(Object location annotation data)
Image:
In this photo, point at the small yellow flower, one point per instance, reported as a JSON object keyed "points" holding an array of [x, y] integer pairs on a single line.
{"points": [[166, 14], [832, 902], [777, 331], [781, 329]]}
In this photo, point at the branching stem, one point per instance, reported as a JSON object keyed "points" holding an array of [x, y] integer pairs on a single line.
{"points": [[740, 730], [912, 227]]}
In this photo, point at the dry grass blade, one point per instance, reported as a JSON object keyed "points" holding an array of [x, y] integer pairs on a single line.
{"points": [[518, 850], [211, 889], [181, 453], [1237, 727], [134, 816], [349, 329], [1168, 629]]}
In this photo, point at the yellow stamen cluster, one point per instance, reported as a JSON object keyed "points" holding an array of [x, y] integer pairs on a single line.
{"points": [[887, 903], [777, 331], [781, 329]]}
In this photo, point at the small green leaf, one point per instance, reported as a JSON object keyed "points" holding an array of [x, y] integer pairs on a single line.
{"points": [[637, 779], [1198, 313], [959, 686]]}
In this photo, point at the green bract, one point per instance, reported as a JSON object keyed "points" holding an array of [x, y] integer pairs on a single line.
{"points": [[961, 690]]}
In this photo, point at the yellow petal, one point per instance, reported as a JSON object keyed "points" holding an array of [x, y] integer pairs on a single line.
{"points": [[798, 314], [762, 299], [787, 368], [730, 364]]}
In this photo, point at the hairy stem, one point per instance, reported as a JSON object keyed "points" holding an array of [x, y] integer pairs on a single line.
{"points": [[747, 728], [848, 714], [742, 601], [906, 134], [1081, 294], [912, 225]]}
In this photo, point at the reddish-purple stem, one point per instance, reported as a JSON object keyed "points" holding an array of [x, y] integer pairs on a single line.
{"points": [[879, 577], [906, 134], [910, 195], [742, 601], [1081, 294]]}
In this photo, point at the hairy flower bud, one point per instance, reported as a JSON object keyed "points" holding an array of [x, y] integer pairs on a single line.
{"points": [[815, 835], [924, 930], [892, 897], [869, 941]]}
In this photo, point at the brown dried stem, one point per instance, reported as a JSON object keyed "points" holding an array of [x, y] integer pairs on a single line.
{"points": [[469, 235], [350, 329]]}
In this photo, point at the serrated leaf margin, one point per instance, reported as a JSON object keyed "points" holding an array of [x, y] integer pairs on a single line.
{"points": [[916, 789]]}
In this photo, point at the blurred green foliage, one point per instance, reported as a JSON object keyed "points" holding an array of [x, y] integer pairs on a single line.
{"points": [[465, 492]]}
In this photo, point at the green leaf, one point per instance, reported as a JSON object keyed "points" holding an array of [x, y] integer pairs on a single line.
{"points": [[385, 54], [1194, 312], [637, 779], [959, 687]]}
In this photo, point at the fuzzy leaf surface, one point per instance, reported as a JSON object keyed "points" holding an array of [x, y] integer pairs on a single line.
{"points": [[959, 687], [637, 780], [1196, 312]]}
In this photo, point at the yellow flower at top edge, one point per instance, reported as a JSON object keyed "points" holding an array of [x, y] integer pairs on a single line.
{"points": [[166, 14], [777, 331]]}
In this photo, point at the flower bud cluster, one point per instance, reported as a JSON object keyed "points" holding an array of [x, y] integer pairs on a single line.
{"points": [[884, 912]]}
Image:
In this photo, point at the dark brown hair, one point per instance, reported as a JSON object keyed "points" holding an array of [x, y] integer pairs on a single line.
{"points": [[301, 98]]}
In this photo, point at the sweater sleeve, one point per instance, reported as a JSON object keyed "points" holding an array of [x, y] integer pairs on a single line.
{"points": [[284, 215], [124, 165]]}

--

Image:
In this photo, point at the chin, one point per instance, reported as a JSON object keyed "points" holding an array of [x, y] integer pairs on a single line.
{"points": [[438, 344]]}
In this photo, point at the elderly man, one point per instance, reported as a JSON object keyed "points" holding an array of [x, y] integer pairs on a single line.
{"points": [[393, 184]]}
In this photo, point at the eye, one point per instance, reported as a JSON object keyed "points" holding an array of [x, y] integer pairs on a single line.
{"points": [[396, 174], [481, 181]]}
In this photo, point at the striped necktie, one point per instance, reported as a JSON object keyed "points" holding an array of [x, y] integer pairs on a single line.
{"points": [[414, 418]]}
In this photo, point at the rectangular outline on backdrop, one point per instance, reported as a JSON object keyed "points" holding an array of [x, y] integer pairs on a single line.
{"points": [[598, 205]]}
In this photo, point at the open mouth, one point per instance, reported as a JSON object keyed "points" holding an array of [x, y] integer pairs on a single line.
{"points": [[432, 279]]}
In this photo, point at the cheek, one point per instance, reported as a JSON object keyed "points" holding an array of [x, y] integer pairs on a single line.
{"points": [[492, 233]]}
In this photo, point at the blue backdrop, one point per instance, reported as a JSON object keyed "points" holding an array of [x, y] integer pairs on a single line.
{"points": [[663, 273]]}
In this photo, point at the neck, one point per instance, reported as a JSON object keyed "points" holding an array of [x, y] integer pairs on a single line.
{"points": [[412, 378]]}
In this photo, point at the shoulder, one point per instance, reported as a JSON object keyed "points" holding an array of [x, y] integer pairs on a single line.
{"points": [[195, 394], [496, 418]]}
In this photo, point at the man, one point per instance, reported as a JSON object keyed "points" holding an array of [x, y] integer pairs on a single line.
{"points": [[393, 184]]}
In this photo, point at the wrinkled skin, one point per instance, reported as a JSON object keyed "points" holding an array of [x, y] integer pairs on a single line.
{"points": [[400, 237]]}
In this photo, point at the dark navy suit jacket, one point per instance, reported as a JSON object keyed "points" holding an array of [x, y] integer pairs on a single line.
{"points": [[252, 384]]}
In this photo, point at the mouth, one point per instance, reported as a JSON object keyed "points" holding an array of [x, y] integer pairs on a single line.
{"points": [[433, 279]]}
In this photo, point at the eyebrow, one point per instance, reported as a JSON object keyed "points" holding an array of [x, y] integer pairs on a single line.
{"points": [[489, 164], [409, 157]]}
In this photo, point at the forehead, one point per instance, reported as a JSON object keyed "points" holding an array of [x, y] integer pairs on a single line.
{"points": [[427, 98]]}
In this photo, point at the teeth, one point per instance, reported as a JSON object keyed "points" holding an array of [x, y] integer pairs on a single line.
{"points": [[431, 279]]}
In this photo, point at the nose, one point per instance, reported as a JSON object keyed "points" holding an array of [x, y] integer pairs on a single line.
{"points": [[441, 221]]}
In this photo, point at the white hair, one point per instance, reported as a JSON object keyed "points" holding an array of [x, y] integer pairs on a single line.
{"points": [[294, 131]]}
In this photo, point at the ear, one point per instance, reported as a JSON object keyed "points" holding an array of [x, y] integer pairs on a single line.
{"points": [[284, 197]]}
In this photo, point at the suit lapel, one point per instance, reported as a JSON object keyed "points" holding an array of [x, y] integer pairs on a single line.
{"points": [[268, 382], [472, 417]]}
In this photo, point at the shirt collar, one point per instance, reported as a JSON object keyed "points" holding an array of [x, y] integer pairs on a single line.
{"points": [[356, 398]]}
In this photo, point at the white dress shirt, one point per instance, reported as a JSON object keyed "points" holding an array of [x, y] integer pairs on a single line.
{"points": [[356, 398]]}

* * *

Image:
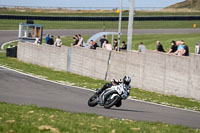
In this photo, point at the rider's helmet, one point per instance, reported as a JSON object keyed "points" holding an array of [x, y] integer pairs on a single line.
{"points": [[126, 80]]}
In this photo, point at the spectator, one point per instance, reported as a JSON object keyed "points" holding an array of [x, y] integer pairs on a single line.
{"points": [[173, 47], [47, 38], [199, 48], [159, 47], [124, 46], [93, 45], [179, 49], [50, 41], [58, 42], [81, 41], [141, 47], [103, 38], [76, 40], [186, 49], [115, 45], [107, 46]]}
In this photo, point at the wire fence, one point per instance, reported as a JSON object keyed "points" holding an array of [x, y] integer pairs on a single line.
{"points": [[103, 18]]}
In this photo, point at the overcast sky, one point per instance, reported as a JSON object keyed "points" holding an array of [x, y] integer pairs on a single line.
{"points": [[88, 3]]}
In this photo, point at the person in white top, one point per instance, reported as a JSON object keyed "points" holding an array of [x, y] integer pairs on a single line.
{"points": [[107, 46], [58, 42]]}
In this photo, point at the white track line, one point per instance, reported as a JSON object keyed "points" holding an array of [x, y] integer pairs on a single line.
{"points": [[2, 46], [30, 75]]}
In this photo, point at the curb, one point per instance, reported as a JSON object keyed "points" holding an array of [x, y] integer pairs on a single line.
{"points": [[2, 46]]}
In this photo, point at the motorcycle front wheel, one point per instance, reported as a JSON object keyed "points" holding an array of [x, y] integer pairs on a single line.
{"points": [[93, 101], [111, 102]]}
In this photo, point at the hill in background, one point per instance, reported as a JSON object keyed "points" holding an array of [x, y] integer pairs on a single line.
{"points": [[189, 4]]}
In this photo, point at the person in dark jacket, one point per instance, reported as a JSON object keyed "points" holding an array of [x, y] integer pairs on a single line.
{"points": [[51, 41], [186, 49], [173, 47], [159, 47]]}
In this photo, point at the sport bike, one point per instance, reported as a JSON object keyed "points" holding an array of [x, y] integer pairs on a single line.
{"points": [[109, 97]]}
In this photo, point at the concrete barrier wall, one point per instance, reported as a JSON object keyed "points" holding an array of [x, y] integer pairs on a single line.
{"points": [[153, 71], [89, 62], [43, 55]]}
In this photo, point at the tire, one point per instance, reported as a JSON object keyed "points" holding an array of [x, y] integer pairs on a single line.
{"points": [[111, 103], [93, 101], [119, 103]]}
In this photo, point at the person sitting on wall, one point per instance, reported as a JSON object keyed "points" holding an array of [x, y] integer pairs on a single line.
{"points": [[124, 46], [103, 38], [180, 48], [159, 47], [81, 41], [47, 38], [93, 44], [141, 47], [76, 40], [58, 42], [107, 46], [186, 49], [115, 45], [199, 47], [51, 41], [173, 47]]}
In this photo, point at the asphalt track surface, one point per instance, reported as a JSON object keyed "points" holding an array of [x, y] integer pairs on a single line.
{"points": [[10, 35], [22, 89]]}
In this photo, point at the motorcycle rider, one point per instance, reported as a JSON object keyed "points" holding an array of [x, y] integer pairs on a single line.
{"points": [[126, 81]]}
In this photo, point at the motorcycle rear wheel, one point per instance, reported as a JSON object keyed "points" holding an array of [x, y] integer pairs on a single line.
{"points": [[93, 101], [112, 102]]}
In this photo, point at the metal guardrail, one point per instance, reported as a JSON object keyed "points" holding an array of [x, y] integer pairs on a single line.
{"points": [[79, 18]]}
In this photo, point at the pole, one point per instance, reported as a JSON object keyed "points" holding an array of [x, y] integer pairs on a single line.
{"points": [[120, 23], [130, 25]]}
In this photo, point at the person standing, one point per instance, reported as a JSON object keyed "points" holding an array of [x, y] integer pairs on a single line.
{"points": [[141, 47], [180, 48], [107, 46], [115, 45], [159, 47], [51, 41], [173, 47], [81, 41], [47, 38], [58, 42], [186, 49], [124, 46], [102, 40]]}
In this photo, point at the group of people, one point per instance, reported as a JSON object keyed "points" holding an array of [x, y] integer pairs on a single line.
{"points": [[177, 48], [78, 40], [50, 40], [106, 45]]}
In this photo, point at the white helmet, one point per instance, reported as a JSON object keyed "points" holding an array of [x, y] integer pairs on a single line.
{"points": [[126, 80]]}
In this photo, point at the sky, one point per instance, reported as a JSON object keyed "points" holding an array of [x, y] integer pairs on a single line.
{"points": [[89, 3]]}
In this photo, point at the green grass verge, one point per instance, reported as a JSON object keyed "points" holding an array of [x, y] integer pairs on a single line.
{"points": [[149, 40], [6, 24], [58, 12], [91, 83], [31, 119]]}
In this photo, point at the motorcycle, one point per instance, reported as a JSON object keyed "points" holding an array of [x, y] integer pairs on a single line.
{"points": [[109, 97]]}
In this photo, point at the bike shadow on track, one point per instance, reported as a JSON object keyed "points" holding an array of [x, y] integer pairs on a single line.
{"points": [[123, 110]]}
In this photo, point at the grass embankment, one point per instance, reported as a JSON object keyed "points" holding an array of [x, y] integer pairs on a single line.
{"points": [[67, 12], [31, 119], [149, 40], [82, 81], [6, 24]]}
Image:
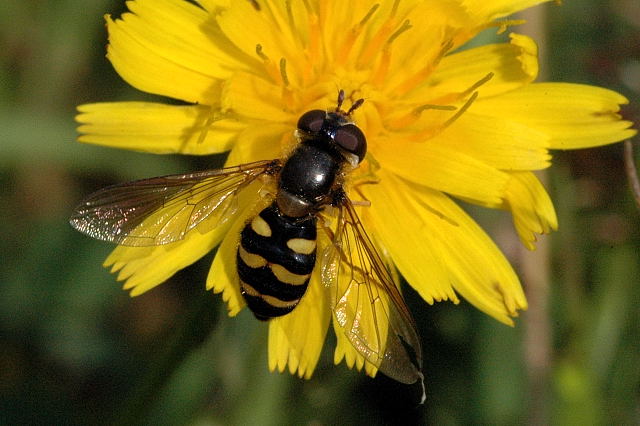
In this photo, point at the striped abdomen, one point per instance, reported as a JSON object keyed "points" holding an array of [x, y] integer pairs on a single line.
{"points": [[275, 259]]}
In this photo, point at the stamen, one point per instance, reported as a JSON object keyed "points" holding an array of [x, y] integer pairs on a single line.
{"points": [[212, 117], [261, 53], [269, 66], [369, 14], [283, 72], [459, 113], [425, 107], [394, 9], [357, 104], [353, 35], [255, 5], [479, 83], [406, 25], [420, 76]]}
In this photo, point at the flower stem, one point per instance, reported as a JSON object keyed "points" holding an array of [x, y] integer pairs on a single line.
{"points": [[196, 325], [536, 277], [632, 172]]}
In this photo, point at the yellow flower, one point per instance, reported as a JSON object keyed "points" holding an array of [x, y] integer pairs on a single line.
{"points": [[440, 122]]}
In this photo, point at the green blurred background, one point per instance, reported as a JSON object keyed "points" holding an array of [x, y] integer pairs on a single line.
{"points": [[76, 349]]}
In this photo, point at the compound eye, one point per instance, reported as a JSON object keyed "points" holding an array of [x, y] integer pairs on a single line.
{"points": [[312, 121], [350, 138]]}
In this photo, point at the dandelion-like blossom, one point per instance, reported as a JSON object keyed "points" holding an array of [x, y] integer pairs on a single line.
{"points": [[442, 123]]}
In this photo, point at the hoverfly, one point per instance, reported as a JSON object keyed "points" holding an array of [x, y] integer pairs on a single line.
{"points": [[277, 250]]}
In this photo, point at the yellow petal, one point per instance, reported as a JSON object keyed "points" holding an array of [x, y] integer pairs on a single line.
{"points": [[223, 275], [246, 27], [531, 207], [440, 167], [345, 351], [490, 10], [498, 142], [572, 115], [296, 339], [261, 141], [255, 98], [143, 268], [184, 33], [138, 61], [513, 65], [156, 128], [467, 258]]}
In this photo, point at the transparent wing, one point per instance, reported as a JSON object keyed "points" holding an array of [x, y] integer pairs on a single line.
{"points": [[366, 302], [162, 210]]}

Required task — Identify every line of the listing above that contains the string "wheel", and copy each of those lines in full.

Answer to the task —
In this photo, point at the motorcycle front wheel, one point per instance, reported as a JSON object keyed "points" holding an array of [x, y] integer pairs on a single line.
In this photo, point at the motorcycle rear wheel, one point per instance, reported as a JSON object keyed "points" holding an array of [x, y] integer pairs on a single line.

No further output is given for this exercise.